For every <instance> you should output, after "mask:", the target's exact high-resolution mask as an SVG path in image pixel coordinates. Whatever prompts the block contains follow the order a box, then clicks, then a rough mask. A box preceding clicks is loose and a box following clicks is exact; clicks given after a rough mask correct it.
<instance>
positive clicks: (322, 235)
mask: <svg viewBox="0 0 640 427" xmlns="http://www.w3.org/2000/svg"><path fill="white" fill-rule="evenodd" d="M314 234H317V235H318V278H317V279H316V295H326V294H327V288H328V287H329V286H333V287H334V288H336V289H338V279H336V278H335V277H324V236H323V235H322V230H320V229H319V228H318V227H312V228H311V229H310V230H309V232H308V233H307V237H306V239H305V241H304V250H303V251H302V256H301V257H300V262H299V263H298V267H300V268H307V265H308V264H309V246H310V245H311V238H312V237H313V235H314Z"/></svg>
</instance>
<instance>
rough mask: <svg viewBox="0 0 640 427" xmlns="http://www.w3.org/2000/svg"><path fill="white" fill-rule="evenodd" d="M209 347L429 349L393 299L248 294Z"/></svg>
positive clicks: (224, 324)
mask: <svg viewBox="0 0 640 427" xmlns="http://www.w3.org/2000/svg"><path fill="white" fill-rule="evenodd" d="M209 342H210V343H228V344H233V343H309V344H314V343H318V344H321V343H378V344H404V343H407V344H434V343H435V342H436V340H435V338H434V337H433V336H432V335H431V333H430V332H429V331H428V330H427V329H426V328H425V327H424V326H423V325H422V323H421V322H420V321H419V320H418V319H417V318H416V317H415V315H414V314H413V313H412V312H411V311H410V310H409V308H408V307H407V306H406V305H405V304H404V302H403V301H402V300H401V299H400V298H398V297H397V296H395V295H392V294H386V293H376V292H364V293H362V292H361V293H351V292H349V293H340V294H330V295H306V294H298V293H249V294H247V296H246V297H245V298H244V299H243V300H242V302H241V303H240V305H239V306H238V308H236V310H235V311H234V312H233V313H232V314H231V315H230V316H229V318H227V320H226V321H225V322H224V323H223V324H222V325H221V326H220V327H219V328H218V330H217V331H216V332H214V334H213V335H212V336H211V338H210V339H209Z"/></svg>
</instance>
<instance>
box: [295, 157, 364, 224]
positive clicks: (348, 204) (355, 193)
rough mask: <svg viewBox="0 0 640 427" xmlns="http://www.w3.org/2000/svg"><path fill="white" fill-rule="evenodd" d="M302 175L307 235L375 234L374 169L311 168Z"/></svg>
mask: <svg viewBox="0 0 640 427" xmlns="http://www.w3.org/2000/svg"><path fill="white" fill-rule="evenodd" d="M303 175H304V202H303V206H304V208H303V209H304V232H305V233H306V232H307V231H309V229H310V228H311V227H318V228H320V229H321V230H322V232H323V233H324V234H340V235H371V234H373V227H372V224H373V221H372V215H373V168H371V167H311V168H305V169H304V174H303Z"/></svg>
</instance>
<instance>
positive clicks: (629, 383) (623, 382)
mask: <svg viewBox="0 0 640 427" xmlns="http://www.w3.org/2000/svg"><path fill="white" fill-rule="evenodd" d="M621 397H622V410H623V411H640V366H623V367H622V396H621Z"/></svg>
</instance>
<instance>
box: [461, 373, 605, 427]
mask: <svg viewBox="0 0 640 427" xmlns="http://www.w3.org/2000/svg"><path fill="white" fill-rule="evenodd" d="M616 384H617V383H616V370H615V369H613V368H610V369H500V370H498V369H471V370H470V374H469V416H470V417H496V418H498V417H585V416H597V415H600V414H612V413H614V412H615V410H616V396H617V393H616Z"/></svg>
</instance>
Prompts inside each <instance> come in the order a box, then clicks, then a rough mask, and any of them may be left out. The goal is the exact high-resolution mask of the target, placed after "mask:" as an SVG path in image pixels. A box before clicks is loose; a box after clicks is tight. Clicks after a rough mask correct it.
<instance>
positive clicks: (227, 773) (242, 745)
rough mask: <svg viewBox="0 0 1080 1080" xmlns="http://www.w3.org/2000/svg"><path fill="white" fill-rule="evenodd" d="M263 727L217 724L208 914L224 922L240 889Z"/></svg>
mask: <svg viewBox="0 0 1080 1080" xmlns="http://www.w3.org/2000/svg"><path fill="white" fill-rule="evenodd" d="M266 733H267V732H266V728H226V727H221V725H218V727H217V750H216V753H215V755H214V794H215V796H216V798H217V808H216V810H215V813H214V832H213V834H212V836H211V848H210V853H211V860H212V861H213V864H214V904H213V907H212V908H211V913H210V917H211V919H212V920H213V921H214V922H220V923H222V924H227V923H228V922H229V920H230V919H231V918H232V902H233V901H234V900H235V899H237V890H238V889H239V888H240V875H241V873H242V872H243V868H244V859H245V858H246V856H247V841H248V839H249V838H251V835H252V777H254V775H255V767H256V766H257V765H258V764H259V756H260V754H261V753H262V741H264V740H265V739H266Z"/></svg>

━━━━━━

[TASK STATEMENT]: The output should be the entire listing, exactly as it is.

[SOLUTION TO THE PROBLEM]:
For every <instance> you should output, after "mask:", the target's exact high-resolution mask as an SVG path in image pixel coordinates. Whatever prompts the block contains follow the order a box, then clicks, then a rough mask. A box preceding clicks is loose and a box following clicks is exact; clicks given after a rough mask correct it.
<instance>
positive clicks: (322, 235)
mask: <svg viewBox="0 0 640 427" xmlns="http://www.w3.org/2000/svg"><path fill="white" fill-rule="evenodd" d="M314 234H317V235H318V278H317V279H316V295H326V294H327V288H328V287H329V286H333V287H334V288H336V289H338V279H336V278H335V277H324V236H323V235H322V230H320V229H319V228H318V227H312V228H311V229H310V230H309V232H308V233H307V237H306V239H305V241H304V250H303V251H302V256H301V257H300V262H299V263H298V267H300V268H307V265H308V264H309V246H310V245H311V238H312V237H313V235H314Z"/></svg>
</instance>
<instance>
rough mask: <svg viewBox="0 0 640 427" xmlns="http://www.w3.org/2000/svg"><path fill="white" fill-rule="evenodd" d="M209 347L429 349L393 299L248 294Z"/></svg>
positive clicks: (224, 324)
mask: <svg viewBox="0 0 640 427" xmlns="http://www.w3.org/2000/svg"><path fill="white" fill-rule="evenodd" d="M209 342H210V343H228V344H233V343H309V344H314V343H318V344H321V343H378V344H404V343H407V344H434V343H435V342H436V340H435V338H434V337H433V336H432V335H431V333H430V332H429V331H428V330H427V329H426V328H425V327H424V326H423V325H422V323H421V322H420V321H419V320H418V319H417V318H416V317H415V315H414V314H413V313H412V312H411V311H410V310H409V308H408V307H407V306H406V305H405V304H404V302H403V301H402V300H401V299H400V298H398V297H397V296H395V295H392V294H386V293H376V292H364V293H362V292H361V293H351V292H349V293H340V294H330V295H306V294H298V293H249V294H247V296H246V297H245V298H244V299H243V300H242V302H241V303H240V305H239V306H238V308H236V310H235V311H234V312H233V313H232V314H231V315H230V316H229V318H227V320H226V321H225V322H224V323H223V324H222V325H221V326H220V327H219V328H218V330H217V331H216V332H214V334H213V335H212V336H211V338H210V339H209Z"/></svg>
</instance>
<instance>
box: [295, 157, 364, 224]
positive clicks: (348, 204) (355, 193)
rough mask: <svg viewBox="0 0 640 427" xmlns="http://www.w3.org/2000/svg"><path fill="white" fill-rule="evenodd" d="M302 175L307 235L375 234L374 169L311 168Z"/></svg>
mask: <svg viewBox="0 0 640 427" xmlns="http://www.w3.org/2000/svg"><path fill="white" fill-rule="evenodd" d="M303 175H304V202H303V206H304V208H303V209H304V232H305V233H306V232H307V231H309V229H310V228H311V227H318V228H320V229H321V230H322V232H323V233H324V234H340V235H371V234H373V227H372V224H373V221H372V215H373V168H371V167H311V168H305V169H304V174H303Z"/></svg>
</instance>
<instance>
positive clicks: (629, 383) (623, 382)
mask: <svg viewBox="0 0 640 427" xmlns="http://www.w3.org/2000/svg"><path fill="white" fill-rule="evenodd" d="M621 397H622V410H623V411H640V366H623V367H622V396H621Z"/></svg>
</instance>
<instance>
box: [461, 373, 605, 427]
mask: <svg viewBox="0 0 640 427" xmlns="http://www.w3.org/2000/svg"><path fill="white" fill-rule="evenodd" d="M616 384H617V383H616V370H615V369H613V368H610V369H500V370H498V369H471V370H470V374H469V416H470V417H496V418H498V417H585V416H597V415H600V414H612V413H614V412H615V410H616V396H617V393H616Z"/></svg>
</instance>
Prompts inside each <instance> come in the order a box, then clicks, then a rough mask, and any of them may be left out. The goal is the exact high-resolution mask of the target, placed after "mask:" as an SVG path in image pixels. A box before clicks is loose; a box after clicks is tight. Clicks after a rough mask correct it.
<instance>
positive clicks: (227, 773) (242, 745)
rough mask: <svg viewBox="0 0 1080 1080" xmlns="http://www.w3.org/2000/svg"><path fill="white" fill-rule="evenodd" d="M263 727L217 724L208 914L224 922L240 889Z"/></svg>
mask: <svg viewBox="0 0 1080 1080" xmlns="http://www.w3.org/2000/svg"><path fill="white" fill-rule="evenodd" d="M266 733H267V732H266V728H226V727H221V725H218V727H217V750H216V753H215V755H214V794H215V796H216V798H217V808H216V810H215V813H214V832H213V834H212V836H211V848H210V853H211V860H212V861H213V864H214V904H213V907H212V908H211V913H210V917H211V919H212V920H213V921H214V922H220V923H222V924H227V923H228V922H229V920H230V919H231V918H232V902H233V901H234V900H235V899H237V890H238V889H239V888H240V875H241V873H242V872H243V868H244V859H245V858H246V856H247V841H248V839H249V838H251V835H252V777H254V775H255V767H256V766H257V765H258V764H259V756H260V754H261V753H262V741H264V740H265V739H266Z"/></svg>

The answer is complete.